:: Exercise directions ::
Answer these from the Sanya bus ride post:
1. At which airport did the travelers arrive?
2. What did the peasant woman bring onto the bus?
3. How much change did the writer expect from the driver?

:: Text extract ::

Friday, March 29, 2013

Sanya - part 2 the bus ride


We arrived in Sanya Phoenix Airport just after 1:00 and decided to extend our transport luck and take a bus into town before we headed up into the hills to the rainforest. With a little help from the bus driver and a nice Chinese family, like us, just arriving, we figured out our stop and off we went. I gave the driver a 10RMB note and was looking for 2RMB change but I never received it; I was not sure how to ask for it in Chinese. All the seats were occupied with several us standing, ME got a seat. As we rode along we made several stops picking up a few people each time. Within several miles the bus was completely full.  The driver was a real character, between honking this horn at everything that came vaguely close to the  bus, he was spitting out the window and clearing his nose, I think, out the window too. When the bus got too full in the front he collected money from the front door and told people to use the side door to enter the bus. At one stop a peasant women boarded the bus with a big basket of little do-dads to sell. There was this heated argument with the driver for several minutes until she backed down and got off the bus. We continued along picking up people at every stop, I thought the bus was going to burst with people. We finally entered town and within several stops there was only a few left on the bus. We were reminded by the driver that our stop was coming up. ME asked me if I was going to ask for my 2RMB change, I said no that I was thinking of giving him another 10RMB for that great entertaining ride we were just on.

:: Recorded data ::
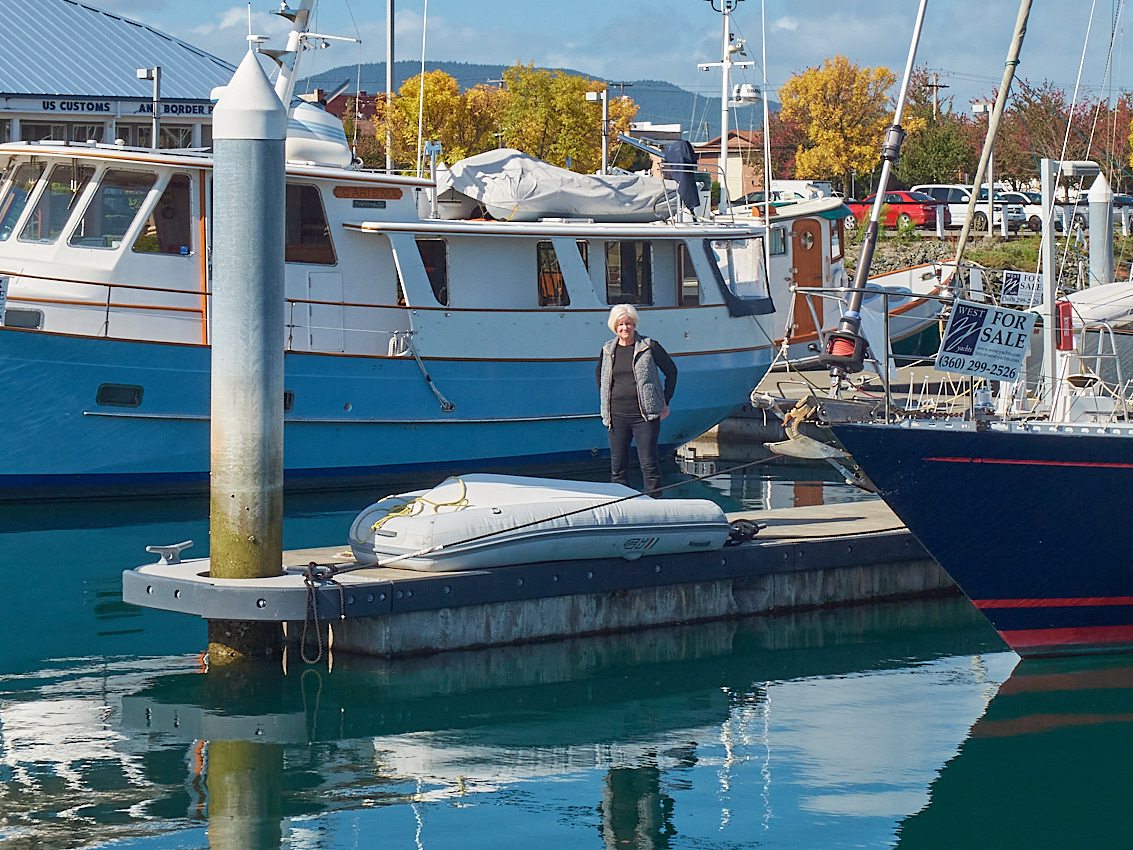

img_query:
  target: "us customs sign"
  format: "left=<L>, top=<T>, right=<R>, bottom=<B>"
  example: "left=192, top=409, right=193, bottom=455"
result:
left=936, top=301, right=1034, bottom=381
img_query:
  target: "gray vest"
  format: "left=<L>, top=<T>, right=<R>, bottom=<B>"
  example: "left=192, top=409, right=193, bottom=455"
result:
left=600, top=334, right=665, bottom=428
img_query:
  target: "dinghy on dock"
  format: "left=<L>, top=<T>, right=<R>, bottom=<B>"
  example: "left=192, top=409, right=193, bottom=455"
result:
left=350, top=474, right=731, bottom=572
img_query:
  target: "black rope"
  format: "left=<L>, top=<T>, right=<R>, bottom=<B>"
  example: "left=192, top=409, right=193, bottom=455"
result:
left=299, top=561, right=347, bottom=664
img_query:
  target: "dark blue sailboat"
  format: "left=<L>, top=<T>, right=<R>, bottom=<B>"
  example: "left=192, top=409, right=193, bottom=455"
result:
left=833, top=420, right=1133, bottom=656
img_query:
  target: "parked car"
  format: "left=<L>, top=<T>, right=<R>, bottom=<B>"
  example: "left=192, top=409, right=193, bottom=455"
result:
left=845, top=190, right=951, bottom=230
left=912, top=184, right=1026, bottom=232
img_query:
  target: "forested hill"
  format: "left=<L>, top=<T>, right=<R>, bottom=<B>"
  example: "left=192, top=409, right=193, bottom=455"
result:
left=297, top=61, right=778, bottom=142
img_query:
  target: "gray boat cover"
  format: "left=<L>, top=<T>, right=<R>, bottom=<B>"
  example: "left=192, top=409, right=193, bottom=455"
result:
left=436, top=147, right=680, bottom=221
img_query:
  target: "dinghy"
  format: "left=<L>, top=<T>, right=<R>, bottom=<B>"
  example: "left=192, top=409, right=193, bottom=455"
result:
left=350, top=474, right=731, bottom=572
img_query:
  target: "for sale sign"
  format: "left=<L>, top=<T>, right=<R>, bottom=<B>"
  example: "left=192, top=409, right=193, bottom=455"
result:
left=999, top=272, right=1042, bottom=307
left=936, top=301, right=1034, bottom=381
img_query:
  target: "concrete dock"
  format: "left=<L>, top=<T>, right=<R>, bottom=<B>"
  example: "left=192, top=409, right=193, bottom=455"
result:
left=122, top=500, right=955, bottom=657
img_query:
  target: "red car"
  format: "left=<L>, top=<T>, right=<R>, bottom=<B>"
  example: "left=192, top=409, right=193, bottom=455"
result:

:: The reply ::
1. Sanya Phoenix Airport
2. A big basket of little do-dads to sell
3. 2RMB